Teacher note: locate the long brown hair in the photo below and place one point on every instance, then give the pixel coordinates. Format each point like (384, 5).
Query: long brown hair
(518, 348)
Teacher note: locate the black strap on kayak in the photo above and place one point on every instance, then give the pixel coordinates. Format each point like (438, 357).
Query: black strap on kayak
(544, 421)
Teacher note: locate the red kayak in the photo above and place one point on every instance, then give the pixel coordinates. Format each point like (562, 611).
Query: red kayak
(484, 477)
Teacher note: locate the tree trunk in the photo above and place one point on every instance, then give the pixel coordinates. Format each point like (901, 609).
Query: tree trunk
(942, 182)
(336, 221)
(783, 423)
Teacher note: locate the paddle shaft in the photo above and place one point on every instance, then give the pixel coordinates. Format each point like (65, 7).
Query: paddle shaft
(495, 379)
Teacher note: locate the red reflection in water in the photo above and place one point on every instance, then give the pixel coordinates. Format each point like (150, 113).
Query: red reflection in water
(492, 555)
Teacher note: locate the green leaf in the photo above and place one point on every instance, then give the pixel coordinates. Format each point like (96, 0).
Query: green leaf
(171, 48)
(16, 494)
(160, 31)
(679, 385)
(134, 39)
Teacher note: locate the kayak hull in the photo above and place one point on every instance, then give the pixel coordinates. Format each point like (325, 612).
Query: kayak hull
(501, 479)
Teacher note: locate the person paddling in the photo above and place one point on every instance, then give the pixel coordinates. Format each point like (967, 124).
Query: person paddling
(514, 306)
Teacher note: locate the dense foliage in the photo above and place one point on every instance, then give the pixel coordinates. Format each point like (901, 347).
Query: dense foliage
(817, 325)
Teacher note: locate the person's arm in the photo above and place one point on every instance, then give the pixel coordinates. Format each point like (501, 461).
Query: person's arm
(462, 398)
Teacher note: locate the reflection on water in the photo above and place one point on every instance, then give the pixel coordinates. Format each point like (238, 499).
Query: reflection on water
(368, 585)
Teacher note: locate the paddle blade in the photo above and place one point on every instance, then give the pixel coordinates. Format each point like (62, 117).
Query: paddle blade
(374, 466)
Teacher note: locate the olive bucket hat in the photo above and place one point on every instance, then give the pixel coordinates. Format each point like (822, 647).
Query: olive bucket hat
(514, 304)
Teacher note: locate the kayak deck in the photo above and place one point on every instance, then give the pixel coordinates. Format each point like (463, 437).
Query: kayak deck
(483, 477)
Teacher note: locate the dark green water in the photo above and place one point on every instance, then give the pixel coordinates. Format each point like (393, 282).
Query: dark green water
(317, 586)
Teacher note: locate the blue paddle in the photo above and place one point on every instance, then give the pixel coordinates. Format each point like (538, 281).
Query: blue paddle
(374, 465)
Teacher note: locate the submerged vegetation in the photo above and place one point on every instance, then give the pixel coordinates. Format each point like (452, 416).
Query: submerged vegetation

■ ■ ■ ■ ■ ■ ■

Set down all of the data above, word for word.

Task answer
Teacher note: locate the long brown hair in the photo below and place one point on every instance, then give the pixel coordinates. Format each point like (384, 5).
Query: long brown hair
(518, 348)
Teacher note: locate the black strap on kayak in the photo above and place one point on every instance, then give the pixel coordinates. Format each point like (438, 357).
Query: black strap on kayak
(544, 421)
Teacher note: locate the red kayak in the photo above and place one point on every instance, then give the pixel coordinates. Format each point like (562, 611).
Query: red kayak
(484, 477)
Teacher note: locate the tree trunk in the photo above and place one point on every instance, then give the pixel coordinates. Format each point like (901, 609).
Query: tree trunk
(942, 182)
(336, 221)
(783, 423)
Teacher note: locate the paddle shaft in the photo above and place one point on every instance, then give the pixel coordinates. Format each point like (65, 7).
Query: paddle shaft
(495, 379)
Teacher note: locate the red reflection in water in the photo above and place one point on every instance, then give the pixel coordinates. Format each point like (150, 113).
Query: red reflection in water
(492, 555)
Teacher note: locate the green leaf in the photo above and place one point on every instance, then give the pixel coordinates. Format each point like (96, 0).
Query: green leaf
(171, 48)
(16, 494)
(160, 31)
(679, 385)
(134, 39)
Teacher note: locate the kayak hull in the photo above and place one point on every instance, then give the pixel coordinates. Format each point like (325, 612).
Query: kayak hull
(501, 479)
Teacher note: locate the person paddling in the photo above and place one point on every instance, then give the pixel coordinates. Format each point like (967, 124).
Query: person paddling
(514, 306)
Teacher note: locate the dense foliage in the photo above and place one point on every instance, then give the pixel coordinates. Format each point like (901, 347).
Query: dense foliage
(817, 325)
Teacher note: locate the person's arm in the photo above and place one point on every instance, then give the pixel coordinates. Format each point like (501, 461).
Query: person's arm
(462, 398)
Teacher note: locate the reflection on water in the photo above and place one point on every instance, then give the pixel coordinates. Format each point like (238, 499).
Query: reflection on water
(368, 585)
Teacher note: locate the paddle blade in the photo above and place one point on every instance, then give the pixel coordinates. Format each point like (62, 117).
Query: paddle blade
(374, 466)
Teacher note: locate the olive bucket hat in the photo above and place one point on every instance, then give the pixel coordinates. Format each point like (822, 647).
Query: olive bucket hat
(514, 304)
Teacher note: locate the kayak deck in the photo above and place one point on every instance, then give the pixel coordinates. Format each point like (463, 437).
Query: kayak deck
(483, 477)
Teacher note: locate the dark green water in the photo above and place one point on every instance, then give the pixel coordinates. Format each point like (393, 282).
Query: dark green water
(317, 586)
Teacher note: locate the blue paddle in the photo above and place one point on every instance, then give the pixel coordinates. Format each point like (538, 281).
Query: blue paddle
(374, 465)
Teacher note: locate the submerged vegetation in the photo above and place one point on every instance, then give the pixel coordinates. Format each point like (452, 416).
Query: submerged vegetation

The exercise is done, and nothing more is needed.